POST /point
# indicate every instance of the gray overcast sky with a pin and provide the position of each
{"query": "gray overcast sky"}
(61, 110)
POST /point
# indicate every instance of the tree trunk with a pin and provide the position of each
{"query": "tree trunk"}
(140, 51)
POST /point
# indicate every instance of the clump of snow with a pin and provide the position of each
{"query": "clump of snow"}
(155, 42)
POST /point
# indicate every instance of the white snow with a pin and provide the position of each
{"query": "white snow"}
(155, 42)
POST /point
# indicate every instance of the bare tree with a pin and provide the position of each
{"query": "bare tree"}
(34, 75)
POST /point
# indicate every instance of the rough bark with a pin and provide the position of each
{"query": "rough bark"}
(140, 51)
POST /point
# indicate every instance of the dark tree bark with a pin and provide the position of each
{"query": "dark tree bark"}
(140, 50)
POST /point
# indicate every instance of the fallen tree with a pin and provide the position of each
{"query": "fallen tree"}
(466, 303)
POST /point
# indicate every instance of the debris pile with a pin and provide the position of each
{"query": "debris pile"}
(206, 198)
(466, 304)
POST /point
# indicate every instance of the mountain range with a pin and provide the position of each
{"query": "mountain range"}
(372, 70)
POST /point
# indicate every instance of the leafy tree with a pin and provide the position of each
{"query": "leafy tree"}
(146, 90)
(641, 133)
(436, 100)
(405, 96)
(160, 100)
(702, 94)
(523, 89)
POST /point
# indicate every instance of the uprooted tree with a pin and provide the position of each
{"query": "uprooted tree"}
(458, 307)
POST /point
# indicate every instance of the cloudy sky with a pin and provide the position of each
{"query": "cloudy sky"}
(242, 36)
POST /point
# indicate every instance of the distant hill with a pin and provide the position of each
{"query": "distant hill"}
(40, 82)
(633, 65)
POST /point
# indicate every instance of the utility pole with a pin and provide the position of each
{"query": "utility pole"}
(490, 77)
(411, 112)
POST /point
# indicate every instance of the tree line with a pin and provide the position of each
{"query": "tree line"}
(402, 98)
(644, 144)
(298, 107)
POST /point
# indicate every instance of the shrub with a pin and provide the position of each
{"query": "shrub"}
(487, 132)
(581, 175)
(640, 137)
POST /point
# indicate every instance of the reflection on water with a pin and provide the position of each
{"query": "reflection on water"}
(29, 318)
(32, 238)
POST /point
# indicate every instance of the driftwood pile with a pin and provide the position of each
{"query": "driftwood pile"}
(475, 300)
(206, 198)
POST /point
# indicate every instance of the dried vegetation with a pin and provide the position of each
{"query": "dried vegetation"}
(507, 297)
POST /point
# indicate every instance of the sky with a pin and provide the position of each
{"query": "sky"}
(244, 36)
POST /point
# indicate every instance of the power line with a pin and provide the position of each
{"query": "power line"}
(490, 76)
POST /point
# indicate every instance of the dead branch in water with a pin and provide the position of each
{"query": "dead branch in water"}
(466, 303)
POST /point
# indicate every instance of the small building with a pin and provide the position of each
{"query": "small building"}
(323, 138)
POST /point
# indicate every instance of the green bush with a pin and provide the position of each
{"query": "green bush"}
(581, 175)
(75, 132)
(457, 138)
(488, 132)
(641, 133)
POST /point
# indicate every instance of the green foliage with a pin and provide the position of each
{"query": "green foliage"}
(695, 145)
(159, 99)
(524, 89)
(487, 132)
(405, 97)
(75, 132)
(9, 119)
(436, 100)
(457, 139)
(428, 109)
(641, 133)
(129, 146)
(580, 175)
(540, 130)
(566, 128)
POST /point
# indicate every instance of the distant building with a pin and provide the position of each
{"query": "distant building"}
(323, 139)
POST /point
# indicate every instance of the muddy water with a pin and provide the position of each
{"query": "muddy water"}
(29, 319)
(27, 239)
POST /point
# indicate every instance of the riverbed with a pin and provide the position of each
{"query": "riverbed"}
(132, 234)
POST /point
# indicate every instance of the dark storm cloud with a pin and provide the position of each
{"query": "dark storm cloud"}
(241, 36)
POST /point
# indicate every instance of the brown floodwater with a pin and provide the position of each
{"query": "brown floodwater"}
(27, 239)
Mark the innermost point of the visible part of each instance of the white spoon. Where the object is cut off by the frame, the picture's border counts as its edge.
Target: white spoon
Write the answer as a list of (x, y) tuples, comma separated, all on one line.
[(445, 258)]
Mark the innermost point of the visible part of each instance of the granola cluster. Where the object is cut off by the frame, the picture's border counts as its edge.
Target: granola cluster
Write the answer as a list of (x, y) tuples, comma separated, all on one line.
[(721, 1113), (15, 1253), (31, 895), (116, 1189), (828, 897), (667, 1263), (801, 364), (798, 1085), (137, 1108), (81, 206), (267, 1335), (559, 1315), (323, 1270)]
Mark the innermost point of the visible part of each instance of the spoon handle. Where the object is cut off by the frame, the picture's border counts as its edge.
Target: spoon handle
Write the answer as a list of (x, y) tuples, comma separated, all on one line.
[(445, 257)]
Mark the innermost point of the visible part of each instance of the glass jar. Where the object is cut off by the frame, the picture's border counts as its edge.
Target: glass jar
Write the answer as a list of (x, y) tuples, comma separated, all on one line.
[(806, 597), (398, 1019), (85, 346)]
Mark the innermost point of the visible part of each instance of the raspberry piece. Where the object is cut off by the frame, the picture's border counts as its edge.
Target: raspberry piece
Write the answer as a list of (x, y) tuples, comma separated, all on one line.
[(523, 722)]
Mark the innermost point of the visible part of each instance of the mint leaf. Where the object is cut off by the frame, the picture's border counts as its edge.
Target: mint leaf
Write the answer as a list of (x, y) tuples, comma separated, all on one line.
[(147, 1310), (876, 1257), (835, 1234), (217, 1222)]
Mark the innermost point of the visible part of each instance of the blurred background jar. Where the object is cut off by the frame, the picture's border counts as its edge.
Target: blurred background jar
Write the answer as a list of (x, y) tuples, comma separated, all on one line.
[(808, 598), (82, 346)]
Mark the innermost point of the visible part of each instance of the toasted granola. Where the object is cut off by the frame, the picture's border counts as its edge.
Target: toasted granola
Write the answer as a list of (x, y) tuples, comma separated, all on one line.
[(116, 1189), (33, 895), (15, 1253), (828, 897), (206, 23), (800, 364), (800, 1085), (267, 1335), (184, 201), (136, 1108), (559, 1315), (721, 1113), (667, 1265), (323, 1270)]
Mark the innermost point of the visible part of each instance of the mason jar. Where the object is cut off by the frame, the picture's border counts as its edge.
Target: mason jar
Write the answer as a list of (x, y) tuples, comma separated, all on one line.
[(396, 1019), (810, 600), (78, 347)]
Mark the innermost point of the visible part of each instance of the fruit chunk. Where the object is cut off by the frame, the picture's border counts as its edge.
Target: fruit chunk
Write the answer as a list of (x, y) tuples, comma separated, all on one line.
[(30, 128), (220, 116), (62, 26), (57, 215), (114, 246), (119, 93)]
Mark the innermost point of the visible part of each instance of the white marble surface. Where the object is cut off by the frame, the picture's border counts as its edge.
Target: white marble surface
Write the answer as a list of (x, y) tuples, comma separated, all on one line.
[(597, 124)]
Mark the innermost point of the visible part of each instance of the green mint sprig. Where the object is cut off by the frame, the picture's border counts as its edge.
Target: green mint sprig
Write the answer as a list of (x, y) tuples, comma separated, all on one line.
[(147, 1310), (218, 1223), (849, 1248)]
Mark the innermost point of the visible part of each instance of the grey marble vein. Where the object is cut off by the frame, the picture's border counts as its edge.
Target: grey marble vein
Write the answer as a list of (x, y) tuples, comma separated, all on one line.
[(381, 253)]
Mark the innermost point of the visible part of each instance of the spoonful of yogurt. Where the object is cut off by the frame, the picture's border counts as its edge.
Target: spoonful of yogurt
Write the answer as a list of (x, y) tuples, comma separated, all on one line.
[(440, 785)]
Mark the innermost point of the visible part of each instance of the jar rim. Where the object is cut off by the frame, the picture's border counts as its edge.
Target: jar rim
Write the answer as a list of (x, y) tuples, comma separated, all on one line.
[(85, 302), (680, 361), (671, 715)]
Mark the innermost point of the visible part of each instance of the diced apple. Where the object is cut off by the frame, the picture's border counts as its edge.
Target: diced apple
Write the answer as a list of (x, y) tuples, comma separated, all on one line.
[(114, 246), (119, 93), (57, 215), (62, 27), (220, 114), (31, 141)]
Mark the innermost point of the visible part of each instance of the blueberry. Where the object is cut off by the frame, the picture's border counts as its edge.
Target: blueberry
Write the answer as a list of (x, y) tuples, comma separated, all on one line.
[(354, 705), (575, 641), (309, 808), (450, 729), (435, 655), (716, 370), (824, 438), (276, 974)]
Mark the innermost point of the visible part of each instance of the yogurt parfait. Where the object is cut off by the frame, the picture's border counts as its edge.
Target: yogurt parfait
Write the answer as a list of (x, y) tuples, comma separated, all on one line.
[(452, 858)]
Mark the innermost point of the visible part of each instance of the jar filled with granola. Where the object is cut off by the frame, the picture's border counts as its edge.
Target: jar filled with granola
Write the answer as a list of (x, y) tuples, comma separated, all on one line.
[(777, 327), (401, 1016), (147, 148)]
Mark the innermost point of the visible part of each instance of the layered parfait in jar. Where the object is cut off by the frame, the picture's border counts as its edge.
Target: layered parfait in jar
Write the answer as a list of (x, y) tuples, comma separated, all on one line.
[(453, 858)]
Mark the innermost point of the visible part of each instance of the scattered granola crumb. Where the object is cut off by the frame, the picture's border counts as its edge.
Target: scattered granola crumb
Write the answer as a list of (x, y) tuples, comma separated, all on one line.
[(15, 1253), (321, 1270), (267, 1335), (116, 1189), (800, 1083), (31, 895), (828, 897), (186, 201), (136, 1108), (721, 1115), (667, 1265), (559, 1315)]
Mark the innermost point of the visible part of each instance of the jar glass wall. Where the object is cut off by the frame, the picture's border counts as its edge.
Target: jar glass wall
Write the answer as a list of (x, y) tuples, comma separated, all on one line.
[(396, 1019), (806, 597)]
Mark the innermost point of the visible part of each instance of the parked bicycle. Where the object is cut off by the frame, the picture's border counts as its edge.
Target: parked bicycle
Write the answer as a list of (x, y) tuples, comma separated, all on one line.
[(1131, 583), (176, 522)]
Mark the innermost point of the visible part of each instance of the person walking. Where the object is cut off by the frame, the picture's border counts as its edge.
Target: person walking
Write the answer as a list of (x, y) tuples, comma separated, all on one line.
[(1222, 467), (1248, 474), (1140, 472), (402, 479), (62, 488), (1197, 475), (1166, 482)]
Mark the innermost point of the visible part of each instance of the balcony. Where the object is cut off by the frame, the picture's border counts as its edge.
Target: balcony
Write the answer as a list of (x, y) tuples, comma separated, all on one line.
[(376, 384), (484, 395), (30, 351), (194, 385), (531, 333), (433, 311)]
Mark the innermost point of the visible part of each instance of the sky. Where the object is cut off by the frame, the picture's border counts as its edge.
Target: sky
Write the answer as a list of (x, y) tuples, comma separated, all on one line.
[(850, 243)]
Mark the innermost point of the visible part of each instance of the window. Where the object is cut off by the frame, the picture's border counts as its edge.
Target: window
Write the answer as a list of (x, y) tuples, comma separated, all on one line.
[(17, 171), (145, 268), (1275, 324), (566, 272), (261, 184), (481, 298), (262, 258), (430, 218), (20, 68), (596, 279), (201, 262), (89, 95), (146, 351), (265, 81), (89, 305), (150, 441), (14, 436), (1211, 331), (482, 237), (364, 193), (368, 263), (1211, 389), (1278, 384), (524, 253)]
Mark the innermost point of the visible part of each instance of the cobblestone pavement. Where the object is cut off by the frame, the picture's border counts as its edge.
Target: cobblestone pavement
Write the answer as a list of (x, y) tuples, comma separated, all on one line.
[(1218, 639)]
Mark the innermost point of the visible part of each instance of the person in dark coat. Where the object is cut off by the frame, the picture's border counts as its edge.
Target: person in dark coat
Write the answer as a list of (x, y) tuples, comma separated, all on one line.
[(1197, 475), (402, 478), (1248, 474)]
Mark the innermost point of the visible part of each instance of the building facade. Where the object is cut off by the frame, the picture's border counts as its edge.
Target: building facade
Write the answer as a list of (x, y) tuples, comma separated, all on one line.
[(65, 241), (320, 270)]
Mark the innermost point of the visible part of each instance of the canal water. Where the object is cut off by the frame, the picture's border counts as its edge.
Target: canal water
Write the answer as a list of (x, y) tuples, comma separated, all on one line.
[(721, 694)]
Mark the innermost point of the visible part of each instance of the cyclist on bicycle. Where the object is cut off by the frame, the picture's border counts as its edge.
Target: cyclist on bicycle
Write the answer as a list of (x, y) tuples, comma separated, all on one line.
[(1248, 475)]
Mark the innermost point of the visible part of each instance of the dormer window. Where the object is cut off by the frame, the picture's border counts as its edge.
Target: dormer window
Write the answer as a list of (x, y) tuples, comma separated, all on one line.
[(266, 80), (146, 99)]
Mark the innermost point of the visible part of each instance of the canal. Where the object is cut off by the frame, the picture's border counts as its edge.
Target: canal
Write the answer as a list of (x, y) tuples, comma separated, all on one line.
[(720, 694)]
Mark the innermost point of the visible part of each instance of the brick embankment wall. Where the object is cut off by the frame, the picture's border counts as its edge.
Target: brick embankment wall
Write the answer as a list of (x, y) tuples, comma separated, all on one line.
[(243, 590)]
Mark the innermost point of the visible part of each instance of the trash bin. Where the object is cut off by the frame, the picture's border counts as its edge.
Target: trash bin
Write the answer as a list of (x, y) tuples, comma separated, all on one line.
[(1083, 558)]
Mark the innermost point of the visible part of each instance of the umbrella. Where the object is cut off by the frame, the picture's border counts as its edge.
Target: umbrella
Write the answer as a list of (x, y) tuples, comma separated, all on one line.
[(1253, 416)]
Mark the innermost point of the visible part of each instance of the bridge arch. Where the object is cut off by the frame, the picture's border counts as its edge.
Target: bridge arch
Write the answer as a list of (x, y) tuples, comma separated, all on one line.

************

What to work on - Search the data for "toasted". Copy every line that has it.

Reply to the task -
Mark the innermost point of the visible part of each instance of the toasted granola. Where the object is cut off by the frame, the picture's border counts as its edge.
Target: toasted granola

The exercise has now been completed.